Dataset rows
** start **
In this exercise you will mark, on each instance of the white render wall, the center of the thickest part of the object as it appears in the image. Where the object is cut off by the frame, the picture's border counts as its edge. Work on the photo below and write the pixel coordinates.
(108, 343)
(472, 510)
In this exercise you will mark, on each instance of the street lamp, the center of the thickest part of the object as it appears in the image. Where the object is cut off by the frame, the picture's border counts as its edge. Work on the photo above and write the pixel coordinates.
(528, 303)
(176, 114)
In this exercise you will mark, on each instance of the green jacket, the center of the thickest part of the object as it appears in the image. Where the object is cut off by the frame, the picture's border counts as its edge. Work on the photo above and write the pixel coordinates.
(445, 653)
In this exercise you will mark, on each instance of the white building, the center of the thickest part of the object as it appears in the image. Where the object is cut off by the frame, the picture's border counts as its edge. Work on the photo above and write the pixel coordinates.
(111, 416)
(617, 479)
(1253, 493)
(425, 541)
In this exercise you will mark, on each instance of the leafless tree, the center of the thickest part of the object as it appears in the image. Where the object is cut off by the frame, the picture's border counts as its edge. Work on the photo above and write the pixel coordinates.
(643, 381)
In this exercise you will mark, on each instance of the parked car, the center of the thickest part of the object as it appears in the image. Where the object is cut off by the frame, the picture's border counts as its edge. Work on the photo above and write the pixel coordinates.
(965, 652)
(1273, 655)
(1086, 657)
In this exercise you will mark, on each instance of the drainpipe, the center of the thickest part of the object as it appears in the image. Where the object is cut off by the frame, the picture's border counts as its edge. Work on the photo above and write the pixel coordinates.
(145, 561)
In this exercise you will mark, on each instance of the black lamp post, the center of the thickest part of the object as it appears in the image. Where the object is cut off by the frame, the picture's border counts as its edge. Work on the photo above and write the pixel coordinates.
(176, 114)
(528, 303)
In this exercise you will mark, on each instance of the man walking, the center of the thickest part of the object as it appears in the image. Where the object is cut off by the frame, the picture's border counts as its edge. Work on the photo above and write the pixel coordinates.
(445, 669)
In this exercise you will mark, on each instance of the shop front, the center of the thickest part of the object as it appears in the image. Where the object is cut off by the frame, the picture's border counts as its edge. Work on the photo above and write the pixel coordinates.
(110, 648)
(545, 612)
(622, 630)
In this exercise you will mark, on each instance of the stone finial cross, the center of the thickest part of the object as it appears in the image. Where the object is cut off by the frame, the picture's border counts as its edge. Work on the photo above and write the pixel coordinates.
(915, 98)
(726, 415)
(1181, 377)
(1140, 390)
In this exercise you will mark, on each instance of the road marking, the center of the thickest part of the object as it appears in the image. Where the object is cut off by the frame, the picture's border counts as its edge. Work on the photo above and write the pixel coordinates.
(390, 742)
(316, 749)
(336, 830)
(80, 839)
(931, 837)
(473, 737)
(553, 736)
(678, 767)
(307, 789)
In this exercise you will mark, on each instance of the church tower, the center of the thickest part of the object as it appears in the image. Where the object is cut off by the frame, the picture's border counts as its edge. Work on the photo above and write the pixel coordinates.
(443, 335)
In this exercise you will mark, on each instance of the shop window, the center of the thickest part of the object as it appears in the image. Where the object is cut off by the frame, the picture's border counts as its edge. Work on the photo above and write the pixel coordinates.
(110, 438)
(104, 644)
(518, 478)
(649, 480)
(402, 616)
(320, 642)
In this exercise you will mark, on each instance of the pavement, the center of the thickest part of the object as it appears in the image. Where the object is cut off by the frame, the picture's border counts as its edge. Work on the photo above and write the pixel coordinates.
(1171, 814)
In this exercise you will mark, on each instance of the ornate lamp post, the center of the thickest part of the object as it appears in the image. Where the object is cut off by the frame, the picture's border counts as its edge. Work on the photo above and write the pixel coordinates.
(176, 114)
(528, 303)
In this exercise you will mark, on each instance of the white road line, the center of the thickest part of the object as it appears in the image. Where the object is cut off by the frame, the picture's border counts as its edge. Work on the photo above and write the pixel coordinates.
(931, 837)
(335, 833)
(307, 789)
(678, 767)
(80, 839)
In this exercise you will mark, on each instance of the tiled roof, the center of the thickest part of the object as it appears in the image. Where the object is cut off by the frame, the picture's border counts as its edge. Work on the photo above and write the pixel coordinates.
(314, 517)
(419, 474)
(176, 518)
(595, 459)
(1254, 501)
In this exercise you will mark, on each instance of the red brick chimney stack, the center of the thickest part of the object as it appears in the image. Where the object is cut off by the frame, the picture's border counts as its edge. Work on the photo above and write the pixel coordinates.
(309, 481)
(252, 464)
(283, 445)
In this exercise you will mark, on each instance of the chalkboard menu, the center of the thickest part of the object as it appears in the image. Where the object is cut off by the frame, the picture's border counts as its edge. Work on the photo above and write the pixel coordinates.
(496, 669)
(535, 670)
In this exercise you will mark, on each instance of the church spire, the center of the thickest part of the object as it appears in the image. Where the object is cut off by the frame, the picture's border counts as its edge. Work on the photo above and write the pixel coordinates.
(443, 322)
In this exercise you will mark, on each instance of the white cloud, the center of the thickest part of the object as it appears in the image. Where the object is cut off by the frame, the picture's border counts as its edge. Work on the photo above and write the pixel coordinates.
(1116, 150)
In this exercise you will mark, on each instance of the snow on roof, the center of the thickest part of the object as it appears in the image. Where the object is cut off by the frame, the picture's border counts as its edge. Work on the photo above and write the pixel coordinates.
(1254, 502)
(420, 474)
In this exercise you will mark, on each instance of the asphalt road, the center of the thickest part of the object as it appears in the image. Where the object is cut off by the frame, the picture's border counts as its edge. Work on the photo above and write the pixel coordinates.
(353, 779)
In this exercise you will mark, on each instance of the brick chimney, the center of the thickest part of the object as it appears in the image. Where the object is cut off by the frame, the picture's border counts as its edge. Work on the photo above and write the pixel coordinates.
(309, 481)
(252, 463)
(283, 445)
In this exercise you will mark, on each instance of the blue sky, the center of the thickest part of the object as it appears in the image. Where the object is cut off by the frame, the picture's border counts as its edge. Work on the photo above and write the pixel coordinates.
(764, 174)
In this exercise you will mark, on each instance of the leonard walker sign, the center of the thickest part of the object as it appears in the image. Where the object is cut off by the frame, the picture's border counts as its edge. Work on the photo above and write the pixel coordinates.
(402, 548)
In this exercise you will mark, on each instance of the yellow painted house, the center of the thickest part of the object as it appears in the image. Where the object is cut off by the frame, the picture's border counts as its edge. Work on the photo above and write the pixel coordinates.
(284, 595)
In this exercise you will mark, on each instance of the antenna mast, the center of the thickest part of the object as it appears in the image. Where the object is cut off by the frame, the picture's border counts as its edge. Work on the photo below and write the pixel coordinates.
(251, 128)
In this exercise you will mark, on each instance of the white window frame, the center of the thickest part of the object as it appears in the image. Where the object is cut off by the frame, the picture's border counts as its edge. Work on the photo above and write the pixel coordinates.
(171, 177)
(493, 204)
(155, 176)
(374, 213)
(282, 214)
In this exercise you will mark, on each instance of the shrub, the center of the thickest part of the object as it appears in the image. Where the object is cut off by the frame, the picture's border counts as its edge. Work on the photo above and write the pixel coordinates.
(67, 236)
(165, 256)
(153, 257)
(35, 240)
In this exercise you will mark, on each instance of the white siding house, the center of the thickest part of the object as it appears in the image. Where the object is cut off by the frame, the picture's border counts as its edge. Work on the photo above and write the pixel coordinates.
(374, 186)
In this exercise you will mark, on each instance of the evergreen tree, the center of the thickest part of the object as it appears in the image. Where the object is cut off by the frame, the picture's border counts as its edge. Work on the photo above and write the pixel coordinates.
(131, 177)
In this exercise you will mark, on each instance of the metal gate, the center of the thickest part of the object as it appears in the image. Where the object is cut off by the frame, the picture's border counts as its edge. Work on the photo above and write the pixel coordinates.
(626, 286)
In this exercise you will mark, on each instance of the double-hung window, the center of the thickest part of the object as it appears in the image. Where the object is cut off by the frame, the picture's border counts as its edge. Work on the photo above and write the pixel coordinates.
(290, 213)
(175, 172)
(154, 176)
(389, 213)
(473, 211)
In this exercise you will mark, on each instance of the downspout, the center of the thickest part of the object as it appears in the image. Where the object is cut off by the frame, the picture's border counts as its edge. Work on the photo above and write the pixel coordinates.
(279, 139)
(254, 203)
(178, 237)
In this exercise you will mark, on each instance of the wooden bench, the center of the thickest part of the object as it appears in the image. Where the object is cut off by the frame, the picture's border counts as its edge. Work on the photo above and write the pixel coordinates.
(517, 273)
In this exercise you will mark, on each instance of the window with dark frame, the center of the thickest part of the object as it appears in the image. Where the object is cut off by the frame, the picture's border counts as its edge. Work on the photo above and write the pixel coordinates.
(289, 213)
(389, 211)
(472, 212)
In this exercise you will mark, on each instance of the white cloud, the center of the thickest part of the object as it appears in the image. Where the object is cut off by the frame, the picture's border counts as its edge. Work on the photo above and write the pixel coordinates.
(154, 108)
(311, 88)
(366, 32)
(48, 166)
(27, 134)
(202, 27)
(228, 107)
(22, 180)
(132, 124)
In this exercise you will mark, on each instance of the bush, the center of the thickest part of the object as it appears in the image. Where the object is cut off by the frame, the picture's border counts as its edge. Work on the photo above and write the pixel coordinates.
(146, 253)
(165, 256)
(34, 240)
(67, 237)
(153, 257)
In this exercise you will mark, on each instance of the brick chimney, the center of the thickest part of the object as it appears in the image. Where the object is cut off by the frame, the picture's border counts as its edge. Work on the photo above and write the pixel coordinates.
** end **
◆ What is required
Write out exactly the lines of the entries above that run from the line containing "of the wooden" through the last line, including both.

◆ Finished exercise
In this exercise you will mark, on each instance of the wooden bench, the center of the thickest part of the object as it appears in the image. Where the object is cut off by the frame, the picture's border counts as its edge. Work on the photo above and write the pixel coordinates.
(517, 273)
In this exercise you will mark, on each instance of the window with dark frame, the center of the thickest part of the object as it appears in the image. Where the object is cut off by the frame, the picture's border counts as its edge. Work on the photo above and write the pixel coordinates.
(289, 213)
(389, 211)
(472, 212)
In this exercise you will mark, on each instance of the white cloud, the center of the thickest part of the object as it appears in the image. Where the object is cut off by the frame, the picture's border counts as its edge. Work on the photo above and write the pixel coordinates.
(154, 108)
(311, 88)
(366, 32)
(48, 166)
(27, 134)
(202, 27)
(228, 107)
(22, 180)
(132, 124)
In this exercise you will mark, on each instance of the bush, the center of the thickest part of the object as it appears in the image. Where the object is cut off by the frame, the picture's border counts as its edge. Work on the photo above and write the pixel coordinates.
(146, 253)
(165, 256)
(34, 240)
(67, 237)
(153, 257)
In this exercise you will mark, on each instance of the brick chimney, the center of the thickest part of the object as it appears in the image. Where the object is cut off by the frame, the picture's border counts as its edge. Work on the photo above and write the pixel coordinates.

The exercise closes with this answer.